## WHAT YOU NEED TO DO
Everything from the line containing "Where can the traffic" to the last line of the records must be returned verbatim; nothing else belongs in the output.

## RECORDED DATA
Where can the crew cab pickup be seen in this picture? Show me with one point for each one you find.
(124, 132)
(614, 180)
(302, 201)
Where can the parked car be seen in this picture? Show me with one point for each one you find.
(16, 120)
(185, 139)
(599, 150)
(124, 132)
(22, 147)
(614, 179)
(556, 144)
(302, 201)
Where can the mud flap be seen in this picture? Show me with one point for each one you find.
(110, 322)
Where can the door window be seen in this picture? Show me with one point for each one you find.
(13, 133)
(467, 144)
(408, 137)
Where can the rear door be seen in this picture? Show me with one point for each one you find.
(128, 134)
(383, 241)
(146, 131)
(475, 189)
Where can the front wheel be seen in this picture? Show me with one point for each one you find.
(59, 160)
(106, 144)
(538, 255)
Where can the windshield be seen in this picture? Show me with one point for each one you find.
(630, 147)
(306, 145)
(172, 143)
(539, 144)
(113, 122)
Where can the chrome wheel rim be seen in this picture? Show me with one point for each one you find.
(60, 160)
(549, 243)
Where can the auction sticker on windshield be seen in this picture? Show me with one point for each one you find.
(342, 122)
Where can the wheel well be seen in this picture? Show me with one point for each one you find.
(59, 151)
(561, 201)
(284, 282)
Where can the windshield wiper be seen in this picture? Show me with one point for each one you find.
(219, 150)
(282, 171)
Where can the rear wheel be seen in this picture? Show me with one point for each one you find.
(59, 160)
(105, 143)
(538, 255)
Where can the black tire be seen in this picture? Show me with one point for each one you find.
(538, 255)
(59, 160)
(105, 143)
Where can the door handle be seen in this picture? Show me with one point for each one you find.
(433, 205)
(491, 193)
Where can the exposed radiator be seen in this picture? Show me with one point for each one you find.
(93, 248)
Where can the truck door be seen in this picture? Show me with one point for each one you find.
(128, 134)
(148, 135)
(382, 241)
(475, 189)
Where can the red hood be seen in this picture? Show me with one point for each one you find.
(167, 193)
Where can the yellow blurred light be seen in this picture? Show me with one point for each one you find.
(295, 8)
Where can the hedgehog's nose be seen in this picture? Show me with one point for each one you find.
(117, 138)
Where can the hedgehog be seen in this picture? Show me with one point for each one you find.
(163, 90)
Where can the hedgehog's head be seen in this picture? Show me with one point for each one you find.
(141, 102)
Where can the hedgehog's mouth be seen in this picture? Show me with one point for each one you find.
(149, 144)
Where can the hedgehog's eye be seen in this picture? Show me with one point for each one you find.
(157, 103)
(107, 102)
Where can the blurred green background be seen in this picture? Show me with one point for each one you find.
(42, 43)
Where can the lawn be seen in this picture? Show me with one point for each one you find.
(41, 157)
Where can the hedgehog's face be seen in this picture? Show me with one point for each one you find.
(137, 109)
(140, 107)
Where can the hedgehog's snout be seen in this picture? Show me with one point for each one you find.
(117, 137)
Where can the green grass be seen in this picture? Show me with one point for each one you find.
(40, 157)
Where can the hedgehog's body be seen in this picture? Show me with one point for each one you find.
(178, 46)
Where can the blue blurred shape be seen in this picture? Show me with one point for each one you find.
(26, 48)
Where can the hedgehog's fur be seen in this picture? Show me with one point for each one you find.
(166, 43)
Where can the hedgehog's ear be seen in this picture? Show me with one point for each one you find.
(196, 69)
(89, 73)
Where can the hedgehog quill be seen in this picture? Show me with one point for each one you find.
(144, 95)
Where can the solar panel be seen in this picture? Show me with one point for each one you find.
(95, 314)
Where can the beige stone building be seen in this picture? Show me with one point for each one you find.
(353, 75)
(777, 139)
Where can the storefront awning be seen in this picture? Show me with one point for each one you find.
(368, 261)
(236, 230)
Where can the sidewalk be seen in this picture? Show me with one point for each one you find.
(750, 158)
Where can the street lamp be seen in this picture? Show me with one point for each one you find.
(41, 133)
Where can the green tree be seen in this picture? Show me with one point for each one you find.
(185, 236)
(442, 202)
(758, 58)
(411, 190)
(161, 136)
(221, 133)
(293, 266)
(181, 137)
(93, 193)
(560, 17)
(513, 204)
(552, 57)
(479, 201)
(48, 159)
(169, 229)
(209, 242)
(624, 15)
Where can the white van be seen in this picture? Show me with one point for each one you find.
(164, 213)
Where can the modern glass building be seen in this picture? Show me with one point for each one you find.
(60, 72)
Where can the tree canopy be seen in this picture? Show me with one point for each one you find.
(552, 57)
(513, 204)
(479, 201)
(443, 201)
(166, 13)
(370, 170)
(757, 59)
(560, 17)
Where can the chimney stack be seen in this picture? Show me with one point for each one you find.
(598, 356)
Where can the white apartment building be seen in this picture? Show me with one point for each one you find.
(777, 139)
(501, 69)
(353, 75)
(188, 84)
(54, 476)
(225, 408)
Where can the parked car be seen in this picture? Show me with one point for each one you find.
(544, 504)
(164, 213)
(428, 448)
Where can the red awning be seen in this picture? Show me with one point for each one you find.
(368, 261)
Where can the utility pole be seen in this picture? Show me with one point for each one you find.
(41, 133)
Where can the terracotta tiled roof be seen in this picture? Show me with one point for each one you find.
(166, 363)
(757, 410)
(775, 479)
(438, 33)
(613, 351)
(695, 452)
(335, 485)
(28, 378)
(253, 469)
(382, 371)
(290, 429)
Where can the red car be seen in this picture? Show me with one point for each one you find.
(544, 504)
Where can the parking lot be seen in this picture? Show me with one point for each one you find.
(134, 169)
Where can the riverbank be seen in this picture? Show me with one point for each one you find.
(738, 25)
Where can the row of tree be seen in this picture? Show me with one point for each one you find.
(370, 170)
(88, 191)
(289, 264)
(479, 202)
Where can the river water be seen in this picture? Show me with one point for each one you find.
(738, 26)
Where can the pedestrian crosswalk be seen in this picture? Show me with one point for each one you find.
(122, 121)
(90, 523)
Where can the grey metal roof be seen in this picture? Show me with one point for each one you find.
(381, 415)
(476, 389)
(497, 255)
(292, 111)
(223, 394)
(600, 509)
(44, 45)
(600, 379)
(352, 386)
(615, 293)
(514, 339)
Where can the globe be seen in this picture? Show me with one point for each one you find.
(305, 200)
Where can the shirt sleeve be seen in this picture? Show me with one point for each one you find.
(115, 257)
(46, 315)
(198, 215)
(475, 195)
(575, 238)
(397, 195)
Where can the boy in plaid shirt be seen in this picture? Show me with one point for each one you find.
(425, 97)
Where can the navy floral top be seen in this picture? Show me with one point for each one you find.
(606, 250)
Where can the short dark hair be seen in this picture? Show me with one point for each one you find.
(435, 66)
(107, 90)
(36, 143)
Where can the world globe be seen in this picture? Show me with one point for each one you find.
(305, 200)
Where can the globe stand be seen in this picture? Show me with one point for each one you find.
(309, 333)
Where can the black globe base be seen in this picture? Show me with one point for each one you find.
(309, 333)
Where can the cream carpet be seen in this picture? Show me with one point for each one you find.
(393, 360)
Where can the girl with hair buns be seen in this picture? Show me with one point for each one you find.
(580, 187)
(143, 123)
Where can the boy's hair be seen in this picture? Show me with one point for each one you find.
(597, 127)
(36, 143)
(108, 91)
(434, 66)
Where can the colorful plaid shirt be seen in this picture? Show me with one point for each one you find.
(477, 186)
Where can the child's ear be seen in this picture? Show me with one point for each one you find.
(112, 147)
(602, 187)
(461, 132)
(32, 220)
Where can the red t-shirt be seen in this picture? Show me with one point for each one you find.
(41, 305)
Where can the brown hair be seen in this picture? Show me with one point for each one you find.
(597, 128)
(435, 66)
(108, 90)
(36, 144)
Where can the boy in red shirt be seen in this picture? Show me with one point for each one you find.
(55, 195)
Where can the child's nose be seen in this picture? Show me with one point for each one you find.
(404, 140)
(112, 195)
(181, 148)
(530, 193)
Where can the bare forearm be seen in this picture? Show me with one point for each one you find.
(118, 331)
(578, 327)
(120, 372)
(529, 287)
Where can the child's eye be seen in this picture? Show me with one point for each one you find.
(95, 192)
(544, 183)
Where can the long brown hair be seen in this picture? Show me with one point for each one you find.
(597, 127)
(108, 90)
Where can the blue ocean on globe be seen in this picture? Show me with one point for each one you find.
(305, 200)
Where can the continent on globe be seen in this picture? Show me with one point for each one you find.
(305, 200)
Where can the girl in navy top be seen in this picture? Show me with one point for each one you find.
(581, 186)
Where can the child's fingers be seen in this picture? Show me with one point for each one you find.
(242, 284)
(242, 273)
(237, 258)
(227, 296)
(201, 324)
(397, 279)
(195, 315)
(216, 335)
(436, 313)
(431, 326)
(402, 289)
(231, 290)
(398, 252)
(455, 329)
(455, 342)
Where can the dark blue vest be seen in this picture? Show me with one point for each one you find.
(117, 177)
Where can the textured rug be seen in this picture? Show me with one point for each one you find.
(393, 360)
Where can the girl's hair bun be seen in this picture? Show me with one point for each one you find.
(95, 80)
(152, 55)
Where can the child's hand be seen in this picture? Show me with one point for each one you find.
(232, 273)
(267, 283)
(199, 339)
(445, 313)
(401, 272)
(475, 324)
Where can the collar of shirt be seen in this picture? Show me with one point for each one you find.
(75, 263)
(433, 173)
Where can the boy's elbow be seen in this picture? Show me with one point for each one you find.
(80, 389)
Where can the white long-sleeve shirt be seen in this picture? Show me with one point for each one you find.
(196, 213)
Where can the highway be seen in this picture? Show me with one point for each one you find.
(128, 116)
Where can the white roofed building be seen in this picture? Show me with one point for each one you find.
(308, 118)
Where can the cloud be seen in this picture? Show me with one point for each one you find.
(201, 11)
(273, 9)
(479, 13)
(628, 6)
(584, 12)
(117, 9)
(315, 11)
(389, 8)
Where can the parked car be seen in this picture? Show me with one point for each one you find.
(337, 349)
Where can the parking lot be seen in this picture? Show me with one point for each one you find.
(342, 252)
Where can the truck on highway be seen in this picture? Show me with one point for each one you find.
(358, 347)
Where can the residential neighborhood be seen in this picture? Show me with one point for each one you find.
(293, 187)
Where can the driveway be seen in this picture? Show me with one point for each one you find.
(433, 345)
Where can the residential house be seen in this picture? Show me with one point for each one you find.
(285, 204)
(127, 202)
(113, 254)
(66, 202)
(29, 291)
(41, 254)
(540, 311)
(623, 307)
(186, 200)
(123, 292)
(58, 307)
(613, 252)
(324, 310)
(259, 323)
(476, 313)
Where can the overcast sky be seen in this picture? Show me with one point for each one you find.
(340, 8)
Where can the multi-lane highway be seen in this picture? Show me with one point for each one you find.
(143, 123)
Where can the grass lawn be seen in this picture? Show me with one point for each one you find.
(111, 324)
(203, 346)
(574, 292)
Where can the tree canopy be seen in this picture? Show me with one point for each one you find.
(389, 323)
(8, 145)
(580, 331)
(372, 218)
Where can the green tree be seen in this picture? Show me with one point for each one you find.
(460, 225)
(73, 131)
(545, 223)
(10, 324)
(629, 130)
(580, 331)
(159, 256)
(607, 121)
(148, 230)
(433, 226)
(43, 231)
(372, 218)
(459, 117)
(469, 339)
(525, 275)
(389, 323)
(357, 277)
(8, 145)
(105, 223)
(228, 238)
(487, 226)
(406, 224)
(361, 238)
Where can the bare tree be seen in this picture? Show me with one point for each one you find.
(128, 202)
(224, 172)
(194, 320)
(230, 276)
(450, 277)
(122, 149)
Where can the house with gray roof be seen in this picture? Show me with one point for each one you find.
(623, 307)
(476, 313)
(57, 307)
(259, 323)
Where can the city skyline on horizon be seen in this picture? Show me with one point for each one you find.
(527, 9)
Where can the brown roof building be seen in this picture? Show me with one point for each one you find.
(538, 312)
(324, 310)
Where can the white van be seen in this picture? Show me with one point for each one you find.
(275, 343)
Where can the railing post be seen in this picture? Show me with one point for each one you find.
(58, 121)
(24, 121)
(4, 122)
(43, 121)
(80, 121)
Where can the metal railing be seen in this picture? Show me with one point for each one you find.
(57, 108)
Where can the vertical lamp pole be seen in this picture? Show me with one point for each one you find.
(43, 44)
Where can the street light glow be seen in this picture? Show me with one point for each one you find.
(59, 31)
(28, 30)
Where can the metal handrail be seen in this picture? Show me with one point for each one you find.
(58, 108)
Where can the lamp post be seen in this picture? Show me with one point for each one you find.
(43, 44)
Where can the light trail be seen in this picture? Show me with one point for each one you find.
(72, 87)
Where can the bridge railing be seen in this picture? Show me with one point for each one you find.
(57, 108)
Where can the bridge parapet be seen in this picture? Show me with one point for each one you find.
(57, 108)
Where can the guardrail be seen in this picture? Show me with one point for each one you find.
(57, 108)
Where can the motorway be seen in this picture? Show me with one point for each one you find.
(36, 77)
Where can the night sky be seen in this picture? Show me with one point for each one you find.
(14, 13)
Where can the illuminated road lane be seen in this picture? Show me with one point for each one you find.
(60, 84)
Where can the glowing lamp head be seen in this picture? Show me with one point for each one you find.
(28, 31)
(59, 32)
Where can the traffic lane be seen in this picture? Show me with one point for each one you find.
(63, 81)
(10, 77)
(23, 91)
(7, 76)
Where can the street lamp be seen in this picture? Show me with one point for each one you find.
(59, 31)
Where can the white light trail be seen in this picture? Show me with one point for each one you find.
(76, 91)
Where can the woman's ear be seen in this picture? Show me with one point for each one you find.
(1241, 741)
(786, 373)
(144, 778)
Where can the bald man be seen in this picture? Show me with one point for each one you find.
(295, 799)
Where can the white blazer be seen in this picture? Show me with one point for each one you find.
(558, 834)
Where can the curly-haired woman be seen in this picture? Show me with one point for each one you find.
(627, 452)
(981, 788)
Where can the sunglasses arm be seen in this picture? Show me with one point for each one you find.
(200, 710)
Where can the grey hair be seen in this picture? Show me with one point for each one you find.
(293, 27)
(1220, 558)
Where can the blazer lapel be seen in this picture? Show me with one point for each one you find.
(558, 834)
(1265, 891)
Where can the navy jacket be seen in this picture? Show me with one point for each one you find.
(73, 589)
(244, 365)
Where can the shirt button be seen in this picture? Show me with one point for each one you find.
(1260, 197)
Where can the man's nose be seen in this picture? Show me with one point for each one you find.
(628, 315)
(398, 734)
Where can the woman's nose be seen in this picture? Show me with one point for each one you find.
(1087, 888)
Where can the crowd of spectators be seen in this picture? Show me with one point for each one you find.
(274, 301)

## CORRECT OUTPUT
Where can the traffic lane be seen in this picture? Show me with one point for each one you find.
(63, 81)
(10, 77)
(23, 91)
(7, 76)
Where can the street lamp be seen in this picture? Show me with one point for each one you find.
(59, 31)
Where can the white light trail be seen in this picture? Show me with one point for each one you find.
(76, 91)
Where can the woman's ear be seen in this picture? Show me with one point for each one you find.
(1241, 741)
(786, 373)
(144, 778)
Where can the bald man be seen in this picture? Show me with one point for each one you find.
(295, 799)
Where can the white blazer be seen in this picture? Show me with one point for each one you find.
(558, 834)
Where can the curly-haired woman be seen in this picture? Show me with one point for each one you find.
(627, 452)
(981, 788)
Where can the sunglasses arm be seen in this picture? Show me with one point for each one you find.
(200, 710)
Where can the grey hair be seen in this picture? Show me with one point for each one you find.
(293, 27)
(1220, 558)
Where can the blazer lapel be seen in this picture? Show me with one point for each one you find.
(558, 834)
(1265, 891)
Where can the navy jacket be seen in this picture? Show me with one point for each one you find.
(73, 589)
(244, 365)
Where can the shirt button be seen in this picture? Show me with one point for each one you find.
(1260, 197)
Where can the man's nose be seen in this picture? Show me with one point for each one you find.
(628, 315)
(398, 734)
Where can the woman's nose be seen in this picture? Show me with one point for each one you find.
(1087, 888)
Where can the crowd of spectators be seen in this picture? Show me with one point for each one you find.
(274, 301)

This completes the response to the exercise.